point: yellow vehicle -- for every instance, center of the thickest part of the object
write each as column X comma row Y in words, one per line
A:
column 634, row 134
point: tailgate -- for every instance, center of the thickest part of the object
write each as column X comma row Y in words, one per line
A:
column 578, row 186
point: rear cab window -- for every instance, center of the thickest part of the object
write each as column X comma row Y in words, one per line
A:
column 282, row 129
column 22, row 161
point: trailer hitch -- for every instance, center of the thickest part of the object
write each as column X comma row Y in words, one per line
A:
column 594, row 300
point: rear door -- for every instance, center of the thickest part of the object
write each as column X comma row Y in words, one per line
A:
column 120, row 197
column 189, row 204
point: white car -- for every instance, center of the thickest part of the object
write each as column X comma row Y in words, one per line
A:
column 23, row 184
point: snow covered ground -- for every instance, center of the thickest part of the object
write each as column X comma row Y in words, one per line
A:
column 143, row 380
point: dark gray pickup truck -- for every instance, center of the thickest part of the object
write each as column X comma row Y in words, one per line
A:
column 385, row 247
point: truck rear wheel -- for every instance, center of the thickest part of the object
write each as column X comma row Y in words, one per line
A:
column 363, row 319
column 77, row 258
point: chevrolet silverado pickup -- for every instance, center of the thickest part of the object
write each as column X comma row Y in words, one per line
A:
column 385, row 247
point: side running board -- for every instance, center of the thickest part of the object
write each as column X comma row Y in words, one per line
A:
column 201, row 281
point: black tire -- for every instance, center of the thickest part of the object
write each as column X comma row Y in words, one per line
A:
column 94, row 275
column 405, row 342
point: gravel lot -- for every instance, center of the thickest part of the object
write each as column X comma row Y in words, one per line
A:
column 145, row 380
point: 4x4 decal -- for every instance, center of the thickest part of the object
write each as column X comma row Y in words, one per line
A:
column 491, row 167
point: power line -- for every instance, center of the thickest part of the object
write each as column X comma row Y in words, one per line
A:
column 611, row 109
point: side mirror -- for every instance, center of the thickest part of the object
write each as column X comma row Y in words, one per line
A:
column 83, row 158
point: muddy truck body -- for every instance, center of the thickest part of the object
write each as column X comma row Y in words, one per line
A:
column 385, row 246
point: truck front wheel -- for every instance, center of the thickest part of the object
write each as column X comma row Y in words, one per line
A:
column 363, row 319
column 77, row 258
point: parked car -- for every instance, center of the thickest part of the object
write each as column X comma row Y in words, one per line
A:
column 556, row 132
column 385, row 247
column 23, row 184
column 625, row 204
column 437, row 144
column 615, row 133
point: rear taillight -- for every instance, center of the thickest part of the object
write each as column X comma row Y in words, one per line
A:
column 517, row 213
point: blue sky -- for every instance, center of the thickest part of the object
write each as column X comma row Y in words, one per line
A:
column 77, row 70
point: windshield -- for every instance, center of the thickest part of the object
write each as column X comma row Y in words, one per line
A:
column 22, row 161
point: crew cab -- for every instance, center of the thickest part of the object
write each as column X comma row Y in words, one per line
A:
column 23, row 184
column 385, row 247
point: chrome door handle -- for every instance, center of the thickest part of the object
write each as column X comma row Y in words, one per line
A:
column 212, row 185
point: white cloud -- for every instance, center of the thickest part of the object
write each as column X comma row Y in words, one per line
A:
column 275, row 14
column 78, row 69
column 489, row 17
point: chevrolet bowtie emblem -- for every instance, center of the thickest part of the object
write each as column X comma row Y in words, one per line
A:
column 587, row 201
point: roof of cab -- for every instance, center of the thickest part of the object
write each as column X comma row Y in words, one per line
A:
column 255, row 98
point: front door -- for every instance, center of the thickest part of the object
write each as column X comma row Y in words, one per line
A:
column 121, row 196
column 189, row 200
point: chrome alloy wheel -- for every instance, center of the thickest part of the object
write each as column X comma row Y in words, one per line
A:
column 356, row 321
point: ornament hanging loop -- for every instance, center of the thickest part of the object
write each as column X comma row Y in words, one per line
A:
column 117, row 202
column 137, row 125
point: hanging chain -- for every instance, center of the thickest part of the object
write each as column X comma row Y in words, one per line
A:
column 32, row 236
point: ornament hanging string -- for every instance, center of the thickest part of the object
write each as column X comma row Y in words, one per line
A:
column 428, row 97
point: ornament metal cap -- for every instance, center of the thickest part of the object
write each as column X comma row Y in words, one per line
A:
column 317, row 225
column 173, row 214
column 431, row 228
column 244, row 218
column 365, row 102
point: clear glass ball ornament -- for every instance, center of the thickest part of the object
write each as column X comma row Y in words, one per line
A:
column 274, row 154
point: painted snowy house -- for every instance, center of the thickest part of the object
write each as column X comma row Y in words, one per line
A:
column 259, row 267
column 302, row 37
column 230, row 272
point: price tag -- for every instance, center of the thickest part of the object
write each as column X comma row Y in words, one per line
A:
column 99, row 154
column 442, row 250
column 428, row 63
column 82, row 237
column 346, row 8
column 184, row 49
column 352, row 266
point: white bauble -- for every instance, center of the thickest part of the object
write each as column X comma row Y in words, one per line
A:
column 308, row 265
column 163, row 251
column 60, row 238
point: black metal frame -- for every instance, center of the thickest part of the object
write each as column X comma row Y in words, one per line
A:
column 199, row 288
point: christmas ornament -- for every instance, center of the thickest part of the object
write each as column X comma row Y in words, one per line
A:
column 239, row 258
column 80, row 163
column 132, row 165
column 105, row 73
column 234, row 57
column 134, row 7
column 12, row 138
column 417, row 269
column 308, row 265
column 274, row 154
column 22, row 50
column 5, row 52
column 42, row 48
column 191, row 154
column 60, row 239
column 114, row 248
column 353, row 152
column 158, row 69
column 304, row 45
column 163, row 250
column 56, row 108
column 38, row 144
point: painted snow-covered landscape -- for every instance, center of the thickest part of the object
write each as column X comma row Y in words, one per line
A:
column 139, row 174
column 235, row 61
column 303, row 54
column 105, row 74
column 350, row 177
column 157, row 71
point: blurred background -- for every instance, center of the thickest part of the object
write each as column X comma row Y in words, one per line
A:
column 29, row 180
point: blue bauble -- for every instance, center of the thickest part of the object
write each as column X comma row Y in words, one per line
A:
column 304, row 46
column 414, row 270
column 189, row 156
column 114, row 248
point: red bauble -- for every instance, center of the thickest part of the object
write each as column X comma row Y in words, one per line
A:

- **THE PROBLEM**:
Copy out everything from the start of the items down to the line containing "column 578, row 186", including both ends, with no changes.

- **REPLY**:
point: yellow vehicle -- for every instance, center of the thickest part of the object
write each as column X comma row Y in words, one per line
A:
column 634, row 134
point: tailgate -- for every instance, center of the thickest part of the object
write each as column X comma row Y in words, one per line
A:
column 578, row 186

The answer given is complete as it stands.